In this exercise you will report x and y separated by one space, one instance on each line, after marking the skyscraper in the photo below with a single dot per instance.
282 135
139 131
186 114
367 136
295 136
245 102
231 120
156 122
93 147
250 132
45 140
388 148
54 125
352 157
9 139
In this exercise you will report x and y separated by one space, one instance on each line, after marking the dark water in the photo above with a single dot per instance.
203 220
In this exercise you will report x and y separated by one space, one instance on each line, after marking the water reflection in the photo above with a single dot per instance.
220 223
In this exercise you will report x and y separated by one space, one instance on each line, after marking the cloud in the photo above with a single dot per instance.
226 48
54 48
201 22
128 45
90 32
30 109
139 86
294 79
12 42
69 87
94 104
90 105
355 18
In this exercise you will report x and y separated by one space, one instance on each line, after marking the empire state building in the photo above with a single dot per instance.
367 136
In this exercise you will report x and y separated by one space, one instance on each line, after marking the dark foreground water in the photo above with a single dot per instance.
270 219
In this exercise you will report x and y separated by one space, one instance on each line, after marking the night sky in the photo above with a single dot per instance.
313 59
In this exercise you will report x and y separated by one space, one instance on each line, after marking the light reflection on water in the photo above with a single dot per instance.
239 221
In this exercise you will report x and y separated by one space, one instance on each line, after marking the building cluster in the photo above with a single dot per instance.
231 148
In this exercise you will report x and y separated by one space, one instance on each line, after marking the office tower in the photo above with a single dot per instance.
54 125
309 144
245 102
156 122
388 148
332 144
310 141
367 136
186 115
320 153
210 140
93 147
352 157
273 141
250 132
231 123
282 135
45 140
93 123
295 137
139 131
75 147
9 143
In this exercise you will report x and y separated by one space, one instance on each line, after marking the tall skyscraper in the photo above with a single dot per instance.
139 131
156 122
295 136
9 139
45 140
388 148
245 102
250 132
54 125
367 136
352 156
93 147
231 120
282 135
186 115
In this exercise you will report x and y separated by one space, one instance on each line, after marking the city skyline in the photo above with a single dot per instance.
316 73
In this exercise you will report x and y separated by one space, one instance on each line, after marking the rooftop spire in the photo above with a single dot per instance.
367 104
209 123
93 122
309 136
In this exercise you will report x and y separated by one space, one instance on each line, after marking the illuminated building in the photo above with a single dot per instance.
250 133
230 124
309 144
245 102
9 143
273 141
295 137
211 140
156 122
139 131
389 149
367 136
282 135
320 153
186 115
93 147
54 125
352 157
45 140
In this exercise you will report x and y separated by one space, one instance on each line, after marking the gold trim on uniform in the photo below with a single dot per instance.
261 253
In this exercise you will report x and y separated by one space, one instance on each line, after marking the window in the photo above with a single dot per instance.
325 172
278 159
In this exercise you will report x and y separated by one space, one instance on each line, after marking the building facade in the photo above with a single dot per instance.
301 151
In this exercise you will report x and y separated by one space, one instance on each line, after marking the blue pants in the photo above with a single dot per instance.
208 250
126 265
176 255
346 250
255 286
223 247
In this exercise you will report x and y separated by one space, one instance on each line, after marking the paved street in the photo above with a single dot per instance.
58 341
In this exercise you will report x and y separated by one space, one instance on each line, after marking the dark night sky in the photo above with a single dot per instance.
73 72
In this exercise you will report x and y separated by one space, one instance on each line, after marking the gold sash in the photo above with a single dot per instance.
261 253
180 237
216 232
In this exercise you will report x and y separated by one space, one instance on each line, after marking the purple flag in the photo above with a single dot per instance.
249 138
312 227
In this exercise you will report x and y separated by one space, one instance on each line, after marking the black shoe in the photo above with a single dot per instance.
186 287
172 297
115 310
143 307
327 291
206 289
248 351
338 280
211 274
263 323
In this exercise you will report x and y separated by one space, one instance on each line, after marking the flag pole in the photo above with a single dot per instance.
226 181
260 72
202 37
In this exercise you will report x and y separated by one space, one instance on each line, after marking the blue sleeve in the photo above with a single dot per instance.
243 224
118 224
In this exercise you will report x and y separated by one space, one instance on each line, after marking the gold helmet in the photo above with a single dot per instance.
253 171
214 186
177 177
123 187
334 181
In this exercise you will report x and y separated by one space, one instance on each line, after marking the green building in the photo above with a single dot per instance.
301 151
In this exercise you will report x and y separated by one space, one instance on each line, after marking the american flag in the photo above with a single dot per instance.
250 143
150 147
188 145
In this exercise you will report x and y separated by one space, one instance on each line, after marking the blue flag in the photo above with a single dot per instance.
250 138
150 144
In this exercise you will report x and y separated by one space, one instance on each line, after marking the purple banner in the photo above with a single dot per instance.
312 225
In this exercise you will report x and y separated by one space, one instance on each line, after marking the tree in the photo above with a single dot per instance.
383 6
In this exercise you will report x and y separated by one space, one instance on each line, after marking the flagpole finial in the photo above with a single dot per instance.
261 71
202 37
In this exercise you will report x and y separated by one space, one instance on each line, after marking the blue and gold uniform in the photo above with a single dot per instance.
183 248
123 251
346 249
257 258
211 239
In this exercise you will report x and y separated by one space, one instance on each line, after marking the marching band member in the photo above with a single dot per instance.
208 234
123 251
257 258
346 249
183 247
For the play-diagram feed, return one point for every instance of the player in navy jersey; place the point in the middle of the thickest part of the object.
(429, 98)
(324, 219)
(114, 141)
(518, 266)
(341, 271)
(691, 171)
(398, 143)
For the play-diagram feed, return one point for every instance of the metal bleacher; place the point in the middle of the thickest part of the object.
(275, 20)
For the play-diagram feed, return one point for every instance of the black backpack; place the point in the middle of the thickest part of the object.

• **TASK OBJECTIVE**
Copy, with no alteration, the line that contains "marking the marching" and each remaining line of the listing above.

• **RESPONSE AREA**
In this exercise you will report x and y separated by one space, one instance on each line, after marking the marching band member in the photo above with a single dot per instance.
208 234
123 251
257 258
346 249
183 247
For the play-diagram feed, return one point for every instance of the player in navy jersey; place the point in the middle of the thickest part of the object.
(429, 98)
(324, 219)
(114, 141)
(518, 266)
(341, 271)
(691, 171)
(398, 143)
For the play-diagram feed, return one point for every instance of the metal bleacher; place the point in the middle of the thickest part of the object.
(275, 20)
For the play-diagram feed, return one point for every instance of the black backpack; place the point in the middle of the thickest part of the object.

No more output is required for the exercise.